Stated problem
Express the material from the line containing "Check that every instance of the front door" through the end of the material, inclusive, as a two-column CSV with columns named text and answer. Give one row for each text and its answer, put each value in a single quoted field with line breaks replaced by spaces, and leave the pictures out.

Entries from a point annotation set
----

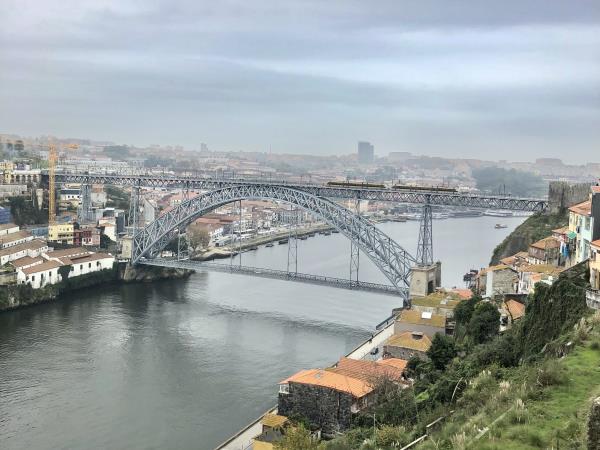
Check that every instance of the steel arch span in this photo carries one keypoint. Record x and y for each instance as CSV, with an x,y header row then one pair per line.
x,y
386,254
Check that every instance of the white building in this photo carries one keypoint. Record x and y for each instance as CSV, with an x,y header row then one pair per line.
x,y
39,275
33,249
16,238
8,228
44,270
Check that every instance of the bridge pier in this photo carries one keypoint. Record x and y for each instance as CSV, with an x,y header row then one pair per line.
x,y
425,279
84,212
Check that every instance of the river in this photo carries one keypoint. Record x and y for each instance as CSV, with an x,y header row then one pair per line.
x,y
185,364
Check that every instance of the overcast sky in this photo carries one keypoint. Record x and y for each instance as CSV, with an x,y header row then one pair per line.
x,y
510,79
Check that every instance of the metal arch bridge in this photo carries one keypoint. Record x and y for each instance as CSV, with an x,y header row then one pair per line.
x,y
455,199
393,260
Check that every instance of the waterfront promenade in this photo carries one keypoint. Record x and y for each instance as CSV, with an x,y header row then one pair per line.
x,y
243,439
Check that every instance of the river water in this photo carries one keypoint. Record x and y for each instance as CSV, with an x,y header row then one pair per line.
x,y
185,364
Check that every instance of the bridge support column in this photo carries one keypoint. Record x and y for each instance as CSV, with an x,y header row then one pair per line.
x,y
425,246
134,207
354,252
293,242
184,197
84,212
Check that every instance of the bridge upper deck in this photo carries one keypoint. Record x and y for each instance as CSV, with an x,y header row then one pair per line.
x,y
420,196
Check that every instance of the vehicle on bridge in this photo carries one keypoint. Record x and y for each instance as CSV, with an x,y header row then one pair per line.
x,y
424,188
360,184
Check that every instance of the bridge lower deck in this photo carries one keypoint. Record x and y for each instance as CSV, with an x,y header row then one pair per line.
x,y
275,274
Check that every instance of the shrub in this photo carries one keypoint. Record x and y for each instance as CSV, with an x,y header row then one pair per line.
x,y
551,373
442,351
484,323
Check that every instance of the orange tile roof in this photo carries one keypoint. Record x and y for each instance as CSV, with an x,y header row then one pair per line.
x,y
69,252
541,268
273,420
26,260
48,265
583,208
493,268
547,243
516,309
331,380
464,294
7,226
509,260
367,370
90,258
34,244
407,340
16,236
394,362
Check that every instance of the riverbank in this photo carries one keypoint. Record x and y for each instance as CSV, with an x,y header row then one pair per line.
x,y
243,439
250,244
16,296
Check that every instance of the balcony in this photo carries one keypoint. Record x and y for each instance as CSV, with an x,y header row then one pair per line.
x,y
592,298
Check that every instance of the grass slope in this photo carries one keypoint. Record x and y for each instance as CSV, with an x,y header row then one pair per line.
x,y
527,409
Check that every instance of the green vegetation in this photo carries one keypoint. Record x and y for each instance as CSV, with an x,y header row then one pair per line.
x,y
533,229
24,294
495,391
442,351
498,180
484,323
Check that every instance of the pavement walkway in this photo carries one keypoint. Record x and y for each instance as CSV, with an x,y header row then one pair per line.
x,y
243,439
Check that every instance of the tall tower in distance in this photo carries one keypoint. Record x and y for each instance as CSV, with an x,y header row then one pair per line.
x,y
366,152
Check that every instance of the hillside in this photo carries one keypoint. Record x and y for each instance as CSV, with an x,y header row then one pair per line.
x,y
530,387
533,229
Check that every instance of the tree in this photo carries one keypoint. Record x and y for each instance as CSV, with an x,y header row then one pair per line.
x,y
484,323
442,351
198,236
296,438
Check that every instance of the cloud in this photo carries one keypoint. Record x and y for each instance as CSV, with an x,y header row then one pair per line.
x,y
439,77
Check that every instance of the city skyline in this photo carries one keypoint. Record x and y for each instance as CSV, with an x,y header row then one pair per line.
x,y
514,82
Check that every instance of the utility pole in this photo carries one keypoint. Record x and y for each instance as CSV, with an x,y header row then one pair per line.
x,y
425,246
354,250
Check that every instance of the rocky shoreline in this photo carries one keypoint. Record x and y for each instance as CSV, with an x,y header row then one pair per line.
x,y
19,296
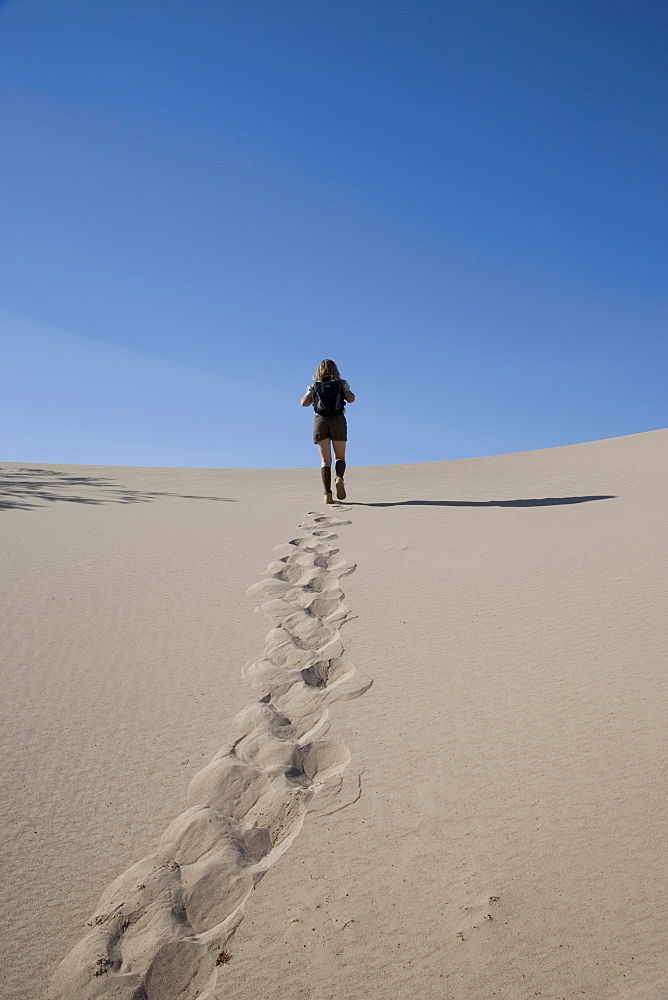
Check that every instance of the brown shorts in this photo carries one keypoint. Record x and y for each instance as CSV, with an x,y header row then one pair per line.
x,y
335,428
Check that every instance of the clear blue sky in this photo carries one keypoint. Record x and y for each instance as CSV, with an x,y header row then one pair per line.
x,y
462,202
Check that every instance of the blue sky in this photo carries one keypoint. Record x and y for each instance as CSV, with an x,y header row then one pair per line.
x,y
461,202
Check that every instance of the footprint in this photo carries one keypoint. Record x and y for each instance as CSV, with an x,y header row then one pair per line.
x,y
161,927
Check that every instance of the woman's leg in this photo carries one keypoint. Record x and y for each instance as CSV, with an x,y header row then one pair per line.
x,y
340,456
325,449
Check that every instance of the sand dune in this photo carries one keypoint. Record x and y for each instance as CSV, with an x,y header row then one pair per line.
x,y
487,819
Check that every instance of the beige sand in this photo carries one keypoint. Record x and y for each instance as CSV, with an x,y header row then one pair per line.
x,y
487,819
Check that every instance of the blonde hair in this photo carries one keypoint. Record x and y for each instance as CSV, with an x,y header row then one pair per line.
x,y
326,368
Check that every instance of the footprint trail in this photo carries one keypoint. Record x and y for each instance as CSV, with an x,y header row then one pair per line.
x,y
160,930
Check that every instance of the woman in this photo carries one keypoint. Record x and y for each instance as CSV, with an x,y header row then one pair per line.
x,y
328,395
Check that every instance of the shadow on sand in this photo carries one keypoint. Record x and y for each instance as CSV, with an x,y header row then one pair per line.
x,y
544,502
27,488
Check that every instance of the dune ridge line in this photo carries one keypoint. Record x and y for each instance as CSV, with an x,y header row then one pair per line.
x,y
160,930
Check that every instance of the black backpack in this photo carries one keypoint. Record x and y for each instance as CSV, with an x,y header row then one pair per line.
x,y
328,398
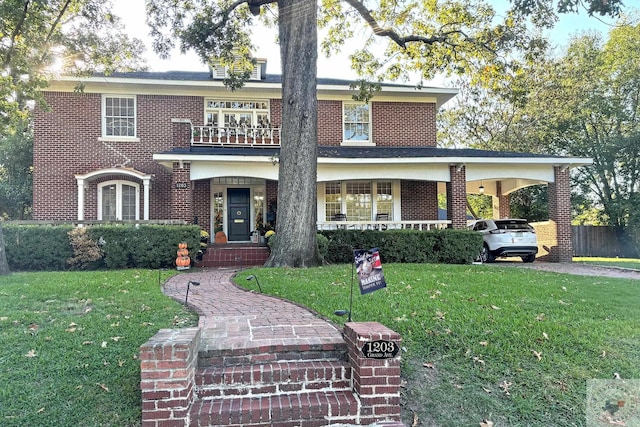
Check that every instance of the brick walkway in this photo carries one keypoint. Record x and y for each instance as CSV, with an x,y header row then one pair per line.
x,y
231,317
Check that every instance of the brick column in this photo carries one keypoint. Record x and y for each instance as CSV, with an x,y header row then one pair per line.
x,y
181,133
376,381
501,208
168,362
181,192
560,214
457,197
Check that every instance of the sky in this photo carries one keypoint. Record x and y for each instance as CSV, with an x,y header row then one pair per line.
x,y
132,13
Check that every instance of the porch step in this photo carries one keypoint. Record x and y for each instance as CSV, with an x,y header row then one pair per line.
x,y
232,255
272,379
304,409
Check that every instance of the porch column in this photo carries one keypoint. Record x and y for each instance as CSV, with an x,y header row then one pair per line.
x,y
457,196
80,183
560,214
501,208
181,192
146,184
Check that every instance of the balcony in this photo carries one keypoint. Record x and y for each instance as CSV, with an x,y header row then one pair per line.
x,y
235,136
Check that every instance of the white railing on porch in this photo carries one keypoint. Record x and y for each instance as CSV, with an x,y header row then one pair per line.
x,y
244,136
382,225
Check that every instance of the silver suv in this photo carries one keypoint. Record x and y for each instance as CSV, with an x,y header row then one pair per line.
x,y
505,238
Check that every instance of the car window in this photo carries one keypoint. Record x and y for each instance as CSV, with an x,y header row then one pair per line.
x,y
513,225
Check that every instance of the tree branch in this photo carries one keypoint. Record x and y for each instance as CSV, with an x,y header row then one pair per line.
x,y
400,40
14,35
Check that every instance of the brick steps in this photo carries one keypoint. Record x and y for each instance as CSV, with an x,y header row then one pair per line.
x,y
272,378
305,409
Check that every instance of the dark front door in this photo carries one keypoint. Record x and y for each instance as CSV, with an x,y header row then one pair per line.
x,y
239,210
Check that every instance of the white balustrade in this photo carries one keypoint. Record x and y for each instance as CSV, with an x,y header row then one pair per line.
x,y
235,136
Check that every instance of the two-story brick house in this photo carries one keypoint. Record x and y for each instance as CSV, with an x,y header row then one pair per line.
x,y
180,145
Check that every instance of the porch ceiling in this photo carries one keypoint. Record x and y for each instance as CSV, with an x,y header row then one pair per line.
x,y
514,170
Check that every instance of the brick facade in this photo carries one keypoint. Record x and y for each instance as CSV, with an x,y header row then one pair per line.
x,y
419,200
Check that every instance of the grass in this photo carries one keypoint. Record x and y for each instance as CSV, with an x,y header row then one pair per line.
x,y
70,345
629,263
514,346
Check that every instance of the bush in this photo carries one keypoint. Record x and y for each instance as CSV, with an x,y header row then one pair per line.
x,y
63,247
37,247
405,246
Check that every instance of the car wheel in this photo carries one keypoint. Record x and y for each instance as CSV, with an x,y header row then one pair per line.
x,y
485,255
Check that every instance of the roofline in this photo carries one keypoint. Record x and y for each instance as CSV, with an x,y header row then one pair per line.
x,y
102,84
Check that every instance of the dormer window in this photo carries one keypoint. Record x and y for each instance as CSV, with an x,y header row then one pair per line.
x,y
220,71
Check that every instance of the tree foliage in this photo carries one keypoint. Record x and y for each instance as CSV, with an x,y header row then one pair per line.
x,y
419,37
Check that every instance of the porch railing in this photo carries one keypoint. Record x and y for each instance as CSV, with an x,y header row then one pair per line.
x,y
244,136
383,225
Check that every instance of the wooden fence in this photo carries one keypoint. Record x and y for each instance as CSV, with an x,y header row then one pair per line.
x,y
601,241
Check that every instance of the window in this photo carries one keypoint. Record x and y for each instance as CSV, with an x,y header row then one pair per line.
x,y
359,200
118,200
237,115
356,123
119,116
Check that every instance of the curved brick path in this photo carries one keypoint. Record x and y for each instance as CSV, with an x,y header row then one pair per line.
x,y
231,317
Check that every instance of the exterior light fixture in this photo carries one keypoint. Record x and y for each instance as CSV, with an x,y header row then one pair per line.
x,y
252,277
188,285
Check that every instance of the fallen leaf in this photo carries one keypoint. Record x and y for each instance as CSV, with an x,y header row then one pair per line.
x,y
102,386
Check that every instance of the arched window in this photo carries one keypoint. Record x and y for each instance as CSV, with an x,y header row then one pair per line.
x,y
118,200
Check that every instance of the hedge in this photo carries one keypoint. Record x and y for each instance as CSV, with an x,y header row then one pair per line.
x,y
440,246
48,247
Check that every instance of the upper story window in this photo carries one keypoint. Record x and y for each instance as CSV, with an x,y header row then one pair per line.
x,y
356,122
119,116
237,114
118,200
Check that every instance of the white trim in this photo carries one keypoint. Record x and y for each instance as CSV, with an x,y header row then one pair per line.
x,y
104,116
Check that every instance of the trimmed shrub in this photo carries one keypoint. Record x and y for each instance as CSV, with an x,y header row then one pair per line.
x,y
37,247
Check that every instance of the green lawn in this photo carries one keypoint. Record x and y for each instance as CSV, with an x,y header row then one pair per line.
x,y
514,346
630,263
70,345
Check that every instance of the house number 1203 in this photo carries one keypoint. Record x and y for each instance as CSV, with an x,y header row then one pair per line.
x,y
380,349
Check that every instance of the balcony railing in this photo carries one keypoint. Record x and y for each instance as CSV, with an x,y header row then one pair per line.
x,y
382,225
243,136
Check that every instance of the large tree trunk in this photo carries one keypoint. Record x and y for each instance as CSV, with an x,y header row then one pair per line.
x,y
4,265
296,244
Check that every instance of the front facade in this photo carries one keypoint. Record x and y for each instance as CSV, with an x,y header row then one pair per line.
x,y
157,146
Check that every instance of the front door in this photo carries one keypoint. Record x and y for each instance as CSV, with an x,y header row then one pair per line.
x,y
239,210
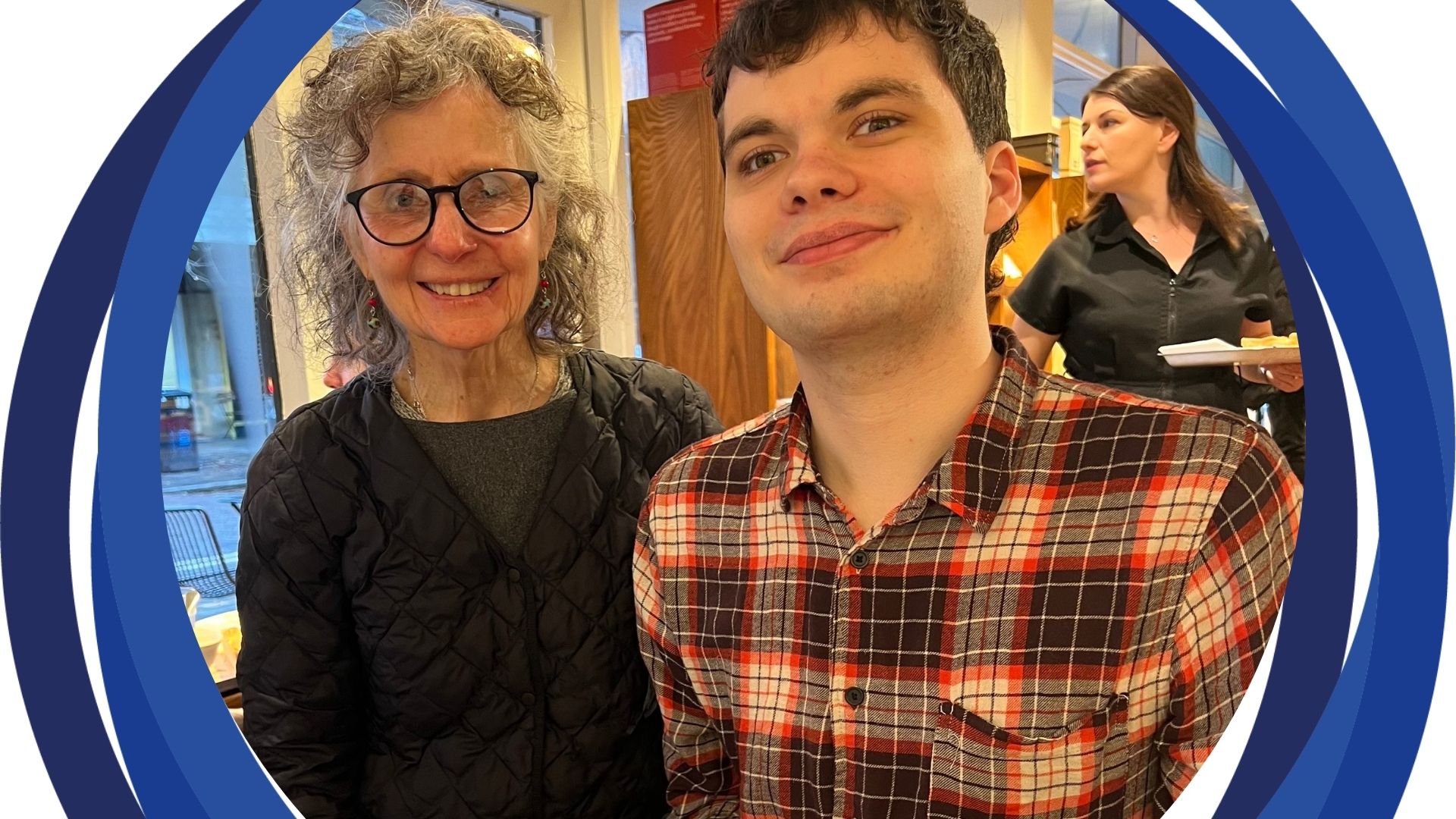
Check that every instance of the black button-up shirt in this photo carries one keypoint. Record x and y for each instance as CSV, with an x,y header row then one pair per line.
x,y
1114,300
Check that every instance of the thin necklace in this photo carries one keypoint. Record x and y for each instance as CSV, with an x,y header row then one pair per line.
x,y
419,409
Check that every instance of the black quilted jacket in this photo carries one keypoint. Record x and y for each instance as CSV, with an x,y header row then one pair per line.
x,y
397,665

----

Exercise result
text,answer
"Check that every instance of the front door in this photo carries one keypoint. Record x and y for each instance as CSV, with an x,y header row then one pair per line.","x,y 239,210"
"Check that every instance of the black button-up shirt in this photo carries one keypoint. Record x and y for each instance as CSV, with an x,y header row then one pair per line.","x,y 1114,300"
"Check that every instance of the thin necklace in this photo carries one keypoint. Record x and y for each instance as CSV, with an x,y header row then one pair per line.","x,y 419,409"
"Check that every instance of the black quilted jacket in this photo carries one keypoint. Record x and y for each instance as CSV, with an x,y header row then one pair per line.","x,y 397,665"